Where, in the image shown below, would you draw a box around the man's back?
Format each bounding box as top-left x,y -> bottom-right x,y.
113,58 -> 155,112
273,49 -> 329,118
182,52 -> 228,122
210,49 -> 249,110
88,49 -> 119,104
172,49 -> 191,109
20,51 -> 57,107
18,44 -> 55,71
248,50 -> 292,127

-.-.-

▸ Set exercise: Reproduce every row above word for word, with no changes.

▸ Solution to this exercise:
Where, in the image shown below, would you draw a box around the man's back?
Format each bounding box as top-left x,y -> bottom-right x,y.
113,58 -> 155,112
273,49 -> 329,118
182,52 -> 228,122
210,49 -> 249,110
88,49 -> 119,104
172,49 -> 191,109
20,51 -> 57,107
18,44 -> 55,71
248,50 -> 292,127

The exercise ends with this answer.